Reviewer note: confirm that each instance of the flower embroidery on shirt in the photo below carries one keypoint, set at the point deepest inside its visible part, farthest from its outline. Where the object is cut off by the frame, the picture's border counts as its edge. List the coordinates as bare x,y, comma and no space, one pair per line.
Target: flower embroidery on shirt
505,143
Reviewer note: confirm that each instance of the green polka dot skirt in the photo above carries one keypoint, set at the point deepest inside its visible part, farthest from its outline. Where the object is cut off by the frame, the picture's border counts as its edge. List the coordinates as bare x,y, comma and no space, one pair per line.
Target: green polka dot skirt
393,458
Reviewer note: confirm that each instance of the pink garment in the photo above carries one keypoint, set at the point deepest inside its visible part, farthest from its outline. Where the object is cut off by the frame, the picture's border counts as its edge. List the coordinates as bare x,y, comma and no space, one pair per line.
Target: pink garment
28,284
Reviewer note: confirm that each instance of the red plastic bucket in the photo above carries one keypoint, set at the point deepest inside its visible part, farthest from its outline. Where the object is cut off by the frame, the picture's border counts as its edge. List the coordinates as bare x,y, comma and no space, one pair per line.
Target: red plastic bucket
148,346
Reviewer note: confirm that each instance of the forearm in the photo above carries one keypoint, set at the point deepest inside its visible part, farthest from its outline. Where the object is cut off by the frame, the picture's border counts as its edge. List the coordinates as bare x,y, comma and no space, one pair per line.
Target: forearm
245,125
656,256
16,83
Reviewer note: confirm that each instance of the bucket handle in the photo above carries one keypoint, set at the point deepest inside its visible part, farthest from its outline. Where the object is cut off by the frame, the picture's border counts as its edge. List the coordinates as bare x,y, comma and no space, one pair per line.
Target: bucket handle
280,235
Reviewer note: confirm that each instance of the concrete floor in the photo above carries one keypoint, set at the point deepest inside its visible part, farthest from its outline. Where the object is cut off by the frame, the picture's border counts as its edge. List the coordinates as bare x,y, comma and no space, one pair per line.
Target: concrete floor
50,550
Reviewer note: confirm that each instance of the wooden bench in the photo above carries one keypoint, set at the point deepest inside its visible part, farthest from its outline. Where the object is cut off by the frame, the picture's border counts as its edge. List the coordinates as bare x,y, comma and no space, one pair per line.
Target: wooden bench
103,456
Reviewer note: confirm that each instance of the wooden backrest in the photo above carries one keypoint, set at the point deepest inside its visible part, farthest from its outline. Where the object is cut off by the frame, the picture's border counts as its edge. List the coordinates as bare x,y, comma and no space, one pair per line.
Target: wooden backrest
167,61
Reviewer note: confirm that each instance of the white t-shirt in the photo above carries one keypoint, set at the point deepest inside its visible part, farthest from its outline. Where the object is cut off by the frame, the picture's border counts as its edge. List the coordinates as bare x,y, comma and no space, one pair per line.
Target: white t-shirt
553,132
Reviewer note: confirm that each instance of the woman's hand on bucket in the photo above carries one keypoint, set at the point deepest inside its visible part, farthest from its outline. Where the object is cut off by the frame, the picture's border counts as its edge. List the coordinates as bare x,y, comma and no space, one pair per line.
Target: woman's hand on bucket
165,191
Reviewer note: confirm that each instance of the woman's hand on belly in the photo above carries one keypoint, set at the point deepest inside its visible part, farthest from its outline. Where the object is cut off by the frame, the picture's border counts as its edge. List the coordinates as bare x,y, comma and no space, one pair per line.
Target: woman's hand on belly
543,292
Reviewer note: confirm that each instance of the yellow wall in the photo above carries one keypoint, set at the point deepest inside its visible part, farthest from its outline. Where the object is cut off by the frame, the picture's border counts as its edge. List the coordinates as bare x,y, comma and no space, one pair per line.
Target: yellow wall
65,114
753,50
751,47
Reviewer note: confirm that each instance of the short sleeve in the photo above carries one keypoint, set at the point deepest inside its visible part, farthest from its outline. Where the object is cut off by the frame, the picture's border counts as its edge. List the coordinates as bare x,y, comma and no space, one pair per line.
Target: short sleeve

Your instructions: The records above must be repeated exactly, every one of them.

The reply:
Reviewer note: confirm that each instance of the flower embroidery on shirt in the photo below carries one keypoint, set at the point deepest inside its visible part, farthest from its outline. Where the object is cut off by the frame, the picture's border counts as its edge. List the coordinates as bare x,y, comma and no space, one pair per line.
Target: flower embroidery on shirt
505,143
Reviewer note: confirm that each instance of the green polka dot skirt in the photo above carries one keypoint, set at the point deepest inside its visible part, farthest from its outline. Where the object is cut off by the frame, the picture's border counts as its edge. List the coordinates as bare x,y, comma and no space, one pair per line.
Target: green polka dot skirt
393,458
Reviewer note: confirm that each instance of the pink garment in the photo above carries one keypoint, set at the point deepest inside its visible part, farthest from its outline. Where the object is cut off by the frame, the picture's border counts as its edge. List the coordinates as bare x,y, comma and no space, one pair per line.
Target: pink garment
28,284
Reviewer note: confirm that each instance of the red plastic bucket in the photo above carries one keypoint, set at the point deepest inside its visible part, farthest from its outline. Where the object is cut off by the frame, the picture's border counts as its edge. List the coordinates as bare x,y, comma and no space, one pair per line.
Target: red plastic bucket
148,346
Reviewer note: confirm that each instance of the forearm in the photo above carries one keypoint, set at the point deepest inside its visible part, farthest from its outline. Where the object is cut off by the frame, the picture's border counts as its edge. List the coordinates as bare x,y, comma and no space, one pair per line.
Target: forearm
245,125
656,256
16,83
Reviewer note: confirm that each instance of the bucket handle in the photo above carries one keypoint, set at the point deepest inside its visible part, farthest from its outline. Where the object is cut off by the frame, the picture's border counts as its edge. List the coordinates as bare x,y, comma and no space, one pair per line.
Target: bucket handle
280,235
Reviewer note: confirm that each instance of the concrete floor in the photo above carries one keypoint, set at the point deepest inside its visible part, farthest from its outline. Where the object is cut off by the frame, the picture's border counts as its edge. List the coordinates as bare x,y, comma and no space, one pair per line.
Target: concrete floor
50,550
Reviewer note: confirm that each instance of the wooden bench in the photo above carries one keypoint, set at the point deepest inside its visible part, farthest from its outline. Where the object is cut off by the frame, the picture's border counts as its edge. List the coordinates as bare x,y, comma and no space, one pair per line.
Target: wooden bench
103,456
Reviewer note: confirm that each instance of the wooden backrest in the photo above carries one keypoint, set at the point deepest inside its visible part, farthest from its outline. Where the object is cut off by the frame, the picture's border counts as its edge. List the coordinates as bare x,y, comma and no space, one pair per line.
Target: wooden backrest
167,61
Reviewer note: confirm that each instance of the white t-shirt in the photo above carries one keypoint, set at the point deepest inside its visible part, farthest from its outline. Where the object is cut off by the frame, the picture's border counts as its edge. List the coordinates as bare x,y, comma and no space, one pair per line.
Target: white t-shirt
553,132
Reviewer note: confirm that each instance of the woman's hand on bucket in the photo above carries one keypoint, set at the point deepest inside its visible part, farthest from its outline. Where the object is cut off by the frame, the picture's border counts as its edge. List the coordinates as bare x,y, comma and no space, one pair per line.
Target: woman's hand on bucket
165,191
Reviewer note: confirm that each instance of the woman's hand on belly in the photo above carries one keypoint, set at the point deepest inside its visible part, farthest from its outline. Where the object is cut off by the frame, the picture's border counts as its edge. List the coordinates as bare x,y, comma and no space, one pair per line.
Target: woman's hand on belly
543,292
Reviewer note: confirm that each instance of the yellow wall in the photo above carries one keypoint, set at the point deepest inside its visible part, farthest from its outline. Where the object is cut off by the frame, the picture's border counts as its edge. List the coordinates as bare x,y, comma and no space, one pair per line.
Target: yellow wall
65,114
753,50
751,47
Reviewer note: confirm that each instance of the short sleeve in the photo above carries one keypoint, set at the point deepest inside its visible part, farthest from its outline. Where the object is cut off by the frame, the picture's border counts as its edge. List the coordinates as bare x,y, comma and no space, one pair per line.
Target: short sleeve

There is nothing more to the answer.